== Exercise prompt ==
Below is a block of records. Copy every line in it that contains the word "each".

** Task inputs follows **

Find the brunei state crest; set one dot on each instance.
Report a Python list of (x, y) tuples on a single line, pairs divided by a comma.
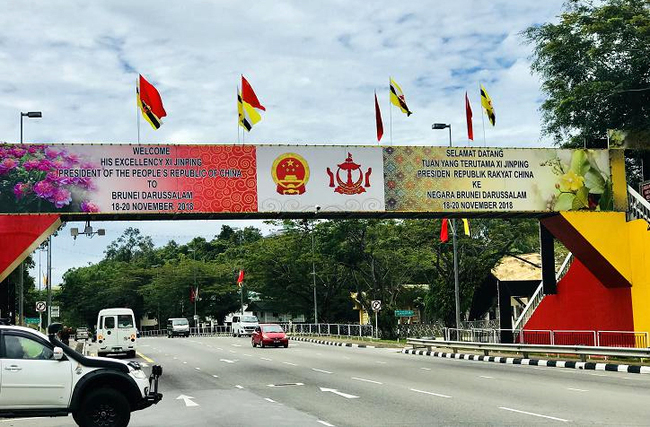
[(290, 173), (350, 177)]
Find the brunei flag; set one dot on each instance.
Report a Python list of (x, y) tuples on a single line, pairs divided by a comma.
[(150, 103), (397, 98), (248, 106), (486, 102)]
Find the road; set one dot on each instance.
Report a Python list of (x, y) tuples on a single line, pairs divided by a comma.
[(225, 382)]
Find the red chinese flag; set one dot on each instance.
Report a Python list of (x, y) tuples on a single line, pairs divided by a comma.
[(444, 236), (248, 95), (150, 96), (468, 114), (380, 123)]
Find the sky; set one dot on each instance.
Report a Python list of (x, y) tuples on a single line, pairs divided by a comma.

** End of Task inputs **

== Task answer ==
Find the brunei state crest; set one dot on each instance.
Find the brunei flag; set one dot on each instance.
Find the road; set one dot on each instance.
Find the red chinese flag; set one dot on each instance.
Find the sky; set one dot on each instance.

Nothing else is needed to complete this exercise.